The problem: Return the material below word for word, leaving out the pictures.

___ Listing

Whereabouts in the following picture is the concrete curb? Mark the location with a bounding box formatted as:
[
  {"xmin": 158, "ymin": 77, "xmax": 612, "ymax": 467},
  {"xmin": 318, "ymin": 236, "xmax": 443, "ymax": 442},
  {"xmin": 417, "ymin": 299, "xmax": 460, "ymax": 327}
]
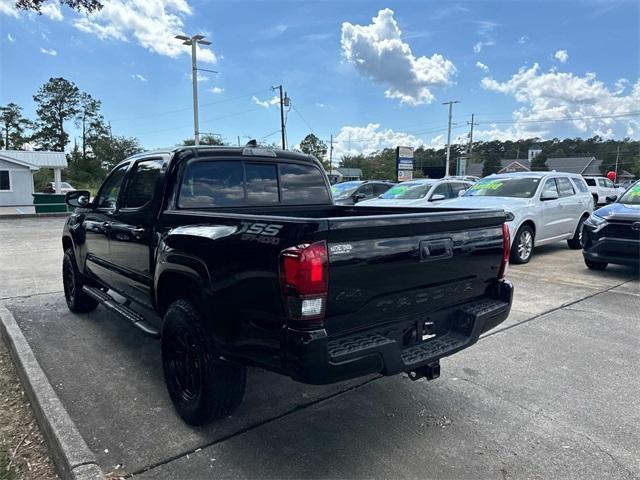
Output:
[
  {"xmin": 0, "ymin": 212, "xmax": 71, "ymax": 220},
  {"xmin": 0, "ymin": 304, "xmax": 105, "ymax": 480}
]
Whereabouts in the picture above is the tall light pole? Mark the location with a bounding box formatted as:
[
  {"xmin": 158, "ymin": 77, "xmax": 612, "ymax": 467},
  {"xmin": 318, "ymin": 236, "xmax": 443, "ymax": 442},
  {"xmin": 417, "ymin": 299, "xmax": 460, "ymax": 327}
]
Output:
[
  {"xmin": 176, "ymin": 34, "xmax": 217, "ymax": 146},
  {"xmin": 443, "ymin": 100, "xmax": 460, "ymax": 177}
]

______

Result of this task:
Whereabouts in the following picture is the concrete curb? Mark the location with a bounding box formatted as:
[
  {"xmin": 158, "ymin": 77, "xmax": 612, "ymax": 467},
  {"xmin": 318, "ymin": 236, "xmax": 443, "ymax": 442},
  {"xmin": 417, "ymin": 299, "xmax": 460, "ymax": 327}
]
Output:
[
  {"xmin": 0, "ymin": 212, "xmax": 71, "ymax": 220},
  {"xmin": 0, "ymin": 304, "xmax": 105, "ymax": 480}
]
Whereabouts in the picture above is the tall light pole? Mark the location with a bounding box formatted as:
[
  {"xmin": 158, "ymin": 77, "xmax": 612, "ymax": 467},
  {"xmin": 318, "ymin": 236, "xmax": 443, "ymax": 442},
  {"xmin": 417, "ymin": 299, "xmax": 460, "ymax": 327}
]
Output:
[
  {"xmin": 176, "ymin": 34, "xmax": 217, "ymax": 146},
  {"xmin": 443, "ymin": 100, "xmax": 460, "ymax": 177}
]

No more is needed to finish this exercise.